§ **Document excerpt**:
◇ ◇ ◇ ◇ ◇

With respect to the issue of contract interpretation in the limited partnership area, it is noteworthy that Delaware courts have referred to breach of limited partnership agreement claims as breach of contract claims and have applied general contract principles when interpreting such limited partnership agreements. See Desert Equities Inc. v. Morgan Stanley Leveraged Equity Fund II, L.P. et al., C.A. No. 12449, slip op. at 2 (Del. Ch. July 28, 1992), rev'd on other grounds, 624 A.2d1199 (Del. 1993); Boesky v. CX Partners, L.P., C.A. Nos. 9739, 9744, 9748 (Del. Ch. Apr. 28, 1988).
As seen in the foregoing authorities, Delaware courts are employing general contract principles when interpreting limited partnership agreements.
II. Delaware Courts Will First Determine Whether an Ambiguity Exists When Interpreting a Limited Partnership Agreement.
Delaware courts will not interpret a contract absent a finding that the instrument's language is ambiguous and subject to multiple interpretations. Generally, Delaware courts interpreting contract provisions first attempt to ascertain the clear meaning of an agreement. See, e.g., US West, Inc. v. Time Warner, Inc., C.A. No. 14555, 1996 WL 307445 at *9 (Del. Ch. June 6, 1996) (describing steps in contractual interpretation, beginning with clear meaning). Extrinsic evidence is employed only upon finding an ambiguity. Id. See also, Cincinnati SMSA Limited Partnership v. Cincinnati Bell Cellular Systems Co., C.A. No. 15388 (Del Ch. August 13, 1997) (stating that Delaware law "precludes (the Court of Chancery) from considering extrinsic evidence to interpret the terms of a contract without first determining that the contract is ambiguous."); Eagle Industries, Inc. v. DeVilbiss Health Care, Inc., 702 A.2d 1228, 1232 (Del. 1997) (" If a contract is unambiguous, extrinsic evidence may not be used to interpret the intent of the parties, to vary the terms of the contract or to create an ambiguity.") This approach is consistent with general contract interpretation principles.
Several Delaware cases support the notion that a finding of ambiguity is necessary to allow judicial interpretation of a limited partnership agreement. An ambiguity in a limited partnership agreement was found to exist in Star Cellular, C.A. No. 12507, slip op. at 8, whereby the Court of Chancery then proceeded to interpret the limited partnership agreement to determine whether the scope of the term "transfer" of interest was sufficient to encompass merger by the partnership. The Court of Chancery noted that its determination was governed by the common meaning of the parties. Further, the Court of Chancery stated that where a writing is clear and unambiguous on its face, that meaning is controlled by the writing itself and "there is no room for interpretation, construction, or a search for the intent of the parties." Id. (quoting Klair v. Reese, 531 A.2d 219, 223 (Del. 1987)). An agreement may be considered clear and unambiguous on its face only when a disputed term has a "plain or generally prevailing meaning". Star Cellular, C.A. No. 12507, slip op. at 8. In Star Cellular, the term "transfer" was found not to have a generally prevailing meaning, and was thus considered to be ambiguous. Accordingly, the Court of Chancery proceeded to interpret the limited partnership agreement under general contract principles.

◇ ◇ ◇ ◇ ◇

§ **Data in this exercise**:
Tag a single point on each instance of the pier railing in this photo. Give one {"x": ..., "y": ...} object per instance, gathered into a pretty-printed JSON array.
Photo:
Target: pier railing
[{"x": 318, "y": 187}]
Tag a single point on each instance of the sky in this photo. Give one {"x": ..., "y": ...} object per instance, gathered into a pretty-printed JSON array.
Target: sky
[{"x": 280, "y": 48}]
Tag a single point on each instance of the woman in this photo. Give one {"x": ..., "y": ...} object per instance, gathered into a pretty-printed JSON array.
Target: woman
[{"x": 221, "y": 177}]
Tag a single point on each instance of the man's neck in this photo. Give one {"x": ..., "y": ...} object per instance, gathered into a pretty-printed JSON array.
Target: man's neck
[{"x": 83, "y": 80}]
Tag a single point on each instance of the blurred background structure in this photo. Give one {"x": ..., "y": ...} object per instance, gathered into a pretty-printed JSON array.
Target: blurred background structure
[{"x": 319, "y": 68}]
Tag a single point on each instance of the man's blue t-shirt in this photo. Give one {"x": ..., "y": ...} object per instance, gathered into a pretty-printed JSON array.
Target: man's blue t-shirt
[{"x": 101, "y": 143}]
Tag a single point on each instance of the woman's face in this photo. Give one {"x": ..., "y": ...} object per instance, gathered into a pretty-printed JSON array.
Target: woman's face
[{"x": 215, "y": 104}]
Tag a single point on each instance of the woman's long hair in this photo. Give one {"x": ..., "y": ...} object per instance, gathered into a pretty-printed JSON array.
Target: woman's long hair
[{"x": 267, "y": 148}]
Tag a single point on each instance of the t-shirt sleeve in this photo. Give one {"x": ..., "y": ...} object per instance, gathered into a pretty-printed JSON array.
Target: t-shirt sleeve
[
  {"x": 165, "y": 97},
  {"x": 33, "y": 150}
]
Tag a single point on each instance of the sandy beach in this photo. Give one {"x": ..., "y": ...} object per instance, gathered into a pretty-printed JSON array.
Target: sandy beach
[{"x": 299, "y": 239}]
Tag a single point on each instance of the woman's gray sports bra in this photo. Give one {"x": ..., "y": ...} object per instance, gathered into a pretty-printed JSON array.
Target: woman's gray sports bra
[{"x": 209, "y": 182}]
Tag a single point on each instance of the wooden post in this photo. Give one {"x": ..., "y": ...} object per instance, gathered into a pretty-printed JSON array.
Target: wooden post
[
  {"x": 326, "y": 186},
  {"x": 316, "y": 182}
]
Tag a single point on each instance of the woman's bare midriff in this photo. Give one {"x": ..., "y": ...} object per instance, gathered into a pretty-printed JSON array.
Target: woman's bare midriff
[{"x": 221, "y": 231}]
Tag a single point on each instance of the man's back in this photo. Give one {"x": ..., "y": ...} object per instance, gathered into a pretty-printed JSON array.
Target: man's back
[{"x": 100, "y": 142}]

◇ ◇ ◇ ◇ ◇

§ **Exercise instructions**:
1. According to the excerpt on Delaware contract interpretation, why did the Court of Chancery in Star Cellular go on to interpret the limited partnership agreement? Answer in one to three sentences.
2. How many lines of the listing contain the word "bare"? Reply with the number only.
The listing is unrelated to the excerpt on Delaware contract interpretation.

§ **Outputs in order**:
1. The court found that the term "transfer" had no plain or generally prevailing meaning, so the agreement was ambiguous. Because of that ambiguity, the court interpreted the agreement under general contract principles.

2. 2